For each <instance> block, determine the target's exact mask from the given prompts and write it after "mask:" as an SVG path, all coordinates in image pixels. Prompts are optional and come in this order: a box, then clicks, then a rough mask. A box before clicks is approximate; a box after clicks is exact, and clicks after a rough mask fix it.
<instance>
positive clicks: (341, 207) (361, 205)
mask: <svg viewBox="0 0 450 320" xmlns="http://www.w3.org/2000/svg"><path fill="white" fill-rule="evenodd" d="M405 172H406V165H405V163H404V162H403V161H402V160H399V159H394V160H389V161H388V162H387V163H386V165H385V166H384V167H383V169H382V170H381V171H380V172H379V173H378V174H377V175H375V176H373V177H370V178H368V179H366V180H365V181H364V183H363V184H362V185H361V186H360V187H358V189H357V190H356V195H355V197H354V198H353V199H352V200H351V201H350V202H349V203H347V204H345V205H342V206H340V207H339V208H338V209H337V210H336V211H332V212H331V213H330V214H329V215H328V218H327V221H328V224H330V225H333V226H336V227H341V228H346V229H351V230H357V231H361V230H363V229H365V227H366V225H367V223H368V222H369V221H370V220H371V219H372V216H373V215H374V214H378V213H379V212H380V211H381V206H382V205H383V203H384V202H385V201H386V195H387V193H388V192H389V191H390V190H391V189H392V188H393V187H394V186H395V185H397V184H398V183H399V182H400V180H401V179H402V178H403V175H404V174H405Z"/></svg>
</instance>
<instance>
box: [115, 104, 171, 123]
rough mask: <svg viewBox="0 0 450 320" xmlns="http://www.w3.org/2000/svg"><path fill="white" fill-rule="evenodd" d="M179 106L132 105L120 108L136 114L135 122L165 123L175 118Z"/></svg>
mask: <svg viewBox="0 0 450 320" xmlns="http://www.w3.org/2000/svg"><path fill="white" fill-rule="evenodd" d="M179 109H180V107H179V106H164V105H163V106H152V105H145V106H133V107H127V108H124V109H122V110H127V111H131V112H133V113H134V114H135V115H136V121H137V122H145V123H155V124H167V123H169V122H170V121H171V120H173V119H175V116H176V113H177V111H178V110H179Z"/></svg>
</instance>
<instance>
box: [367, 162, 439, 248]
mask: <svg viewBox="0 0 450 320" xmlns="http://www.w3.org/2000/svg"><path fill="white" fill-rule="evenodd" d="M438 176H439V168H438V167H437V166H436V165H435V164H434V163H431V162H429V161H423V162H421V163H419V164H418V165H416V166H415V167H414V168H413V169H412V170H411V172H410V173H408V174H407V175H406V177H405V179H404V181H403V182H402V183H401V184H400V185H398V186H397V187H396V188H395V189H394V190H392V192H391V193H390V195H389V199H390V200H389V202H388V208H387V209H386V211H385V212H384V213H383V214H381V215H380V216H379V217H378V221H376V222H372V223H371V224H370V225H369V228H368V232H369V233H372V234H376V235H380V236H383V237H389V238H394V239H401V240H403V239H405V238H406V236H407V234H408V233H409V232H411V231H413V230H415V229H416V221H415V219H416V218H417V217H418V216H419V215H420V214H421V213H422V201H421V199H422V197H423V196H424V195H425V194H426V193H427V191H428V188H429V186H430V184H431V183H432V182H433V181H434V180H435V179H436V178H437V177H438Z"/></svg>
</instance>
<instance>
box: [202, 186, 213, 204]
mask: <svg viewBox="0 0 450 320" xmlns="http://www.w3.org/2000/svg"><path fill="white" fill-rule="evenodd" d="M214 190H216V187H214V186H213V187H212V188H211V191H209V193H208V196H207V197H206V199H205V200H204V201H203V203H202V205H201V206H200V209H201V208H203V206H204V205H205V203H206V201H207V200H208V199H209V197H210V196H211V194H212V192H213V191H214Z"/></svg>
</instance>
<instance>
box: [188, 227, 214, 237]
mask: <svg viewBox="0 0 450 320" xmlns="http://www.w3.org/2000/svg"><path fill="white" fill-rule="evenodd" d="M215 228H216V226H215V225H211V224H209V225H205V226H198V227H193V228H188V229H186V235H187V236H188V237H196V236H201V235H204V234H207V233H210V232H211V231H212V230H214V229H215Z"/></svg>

++++++++++++++++++++

-- WORK ORDER --
The records above should be copied out again in full, exactly as they appear.

-- RESPONSE TO THE TASK --
For each <instance> block, determine the target's exact mask from the given prompts and write it after "mask:" as an SVG path, all coordinates in image pixels. Prompts are optional and come in this order: a box, then clicks, then a rough mask. A box before clicks is approximate; a box after clicks is exact, and clicks after a rough mask fix it.
<instance>
positive clicks: (341, 207) (361, 205)
mask: <svg viewBox="0 0 450 320" xmlns="http://www.w3.org/2000/svg"><path fill="white" fill-rule="evenodd" d="M405 172H406V165H405V163H404V162H403V161H402V160H399V159H394V160H389V161H388V162H387V163H386V165H385V166H384V167H383V169H382V170H381V171H380V172H379V173H378V174H377V175H375V176H373V177H370V178H368V179H366V180H365V181H364V183H363V184H362V185H361V186H360V187H358V189H357V190H356V195H355V197H354V198H353V199H352V200H351V201H350V202H349V203H347V204H345V205H342V206H340V207H339V208H338V209H337V210H336V211H332V212H331V213H330V214H329V215H328V218H327V221H328V224H330V225H333V226H336V227H341V228H346V229H351V230H357V231H361V230H363V229H365V227H366V225H367V223H368V222H369V221H370V220H371V219H372V216H373V215H374V214H378V213H379V212H380V211H381V206H382V205H383V203H384V202H385V201H386V195H387V193H388V192H389V191H390V190H391V189H392V188H393V187H394V186H395V185H397V184H398V183H399V182H400V180H401V179H402V178H403V175H404V174H405Z"/></svg>
</instance>
<instance>
box: [115, 104, 171, 123]
rough mask: <svg viewBox="0 0 450 320" xmlns="http://www.w3.org/2000/svg"><path fill="white" fill-rule="evenodd" d="M179 106L132 105L120 108L136 114L135 122L165 123L175 118Z"/></svg>
mask: <svg viewBox="0 0 450 320" xmlns="http://www.w3.org/2000/svg"><path fill="white" fill-rule="evenodd" d="M179 109H180V107H179V106H164V105H163V106H152V105H145V106H133V107H127V108H124V109H122V110H127V111H131V112H133V113H134V114H135V115H136V121H137V122H145V123H155V124H167V123H169V122H170V121H171V120H173V119H175V116H176V113H177V111H178V110H179Z"/></svg>
</instance>
<instance>
box: [367, 162, 439, 248]
mask: <svg viewBox="0 0 450 320" xmlns="http://www.w3.org/2000/svg"><path fill="white" fill-rule="evenodd" d="M438 176H439V168H438V167H437V166H436V165H435V164H434V163H431V162H429V161H423V162H421V163H419V164H418V165H416V166H415V167H414V168H413V169H412V170H411V172H410V173H408V174H407V175H406V177H405V179H404V181H403V182H402V183H401V184H400V185H398V186H397V187H396V188H395V189H394V190H392V192H391V193H390V195H389V199H390V200H389V202H388V208H387V209H386V211H385V212H384V213H383V214H381V215H380V216H379V217H378V221H376V222H372V223H371V224H370V225H369V228H368V232H369V233H372V234H376V235H380V236H383V237H389V238H394V239H401V240H403V239H405V238H406V236H407V234H408V233H409V232H411V231H413V230H415V229H416V221H415V219H416V218H417V217H418V216H419V215H420V214H421V213H422V201H421V199H422V197H423V196H424V195H425V194H426V193H427V191H428V188H429V186H430V184H431V183H432V182H433V181H434V180H435V179H436V178H437V177H438Z"/></svg>
</instance>
<instance>
box: [202, 186, 213, 204]
mask: <svg viewBox="0 0 450 320" xmlns="http://www.w3.org/2000/svg"><path fill="white" fill-rule="evenodd" d="M214 190H216V187H214V186H213V187H212V188H211V191H209V193H208V196H207V197H206V199H205V200H204V201H203V203H202V205H201V206H200V209H201V208H203V206H204V205H205V203H206V201H207V200H208V199H209V197H210V196H211V194H212V192H213V191H214Z"/></svg>
</instance>
<instance>
box: [188, 227, 214, 237]
mask: <svg viewBox="0 0 450 320" xmlns="http://www.w3.org/2000/svg"><path fill="white" fill-rule="evenodd" d="M215 228H216V226H215V225H211V224H209V225H205V226H198V227H193V228H188V229H186V235H187V236H188V237H196V236H201V235H204V234H207V233H210V232H211V231H212V230H214V229H215Z"/></svg>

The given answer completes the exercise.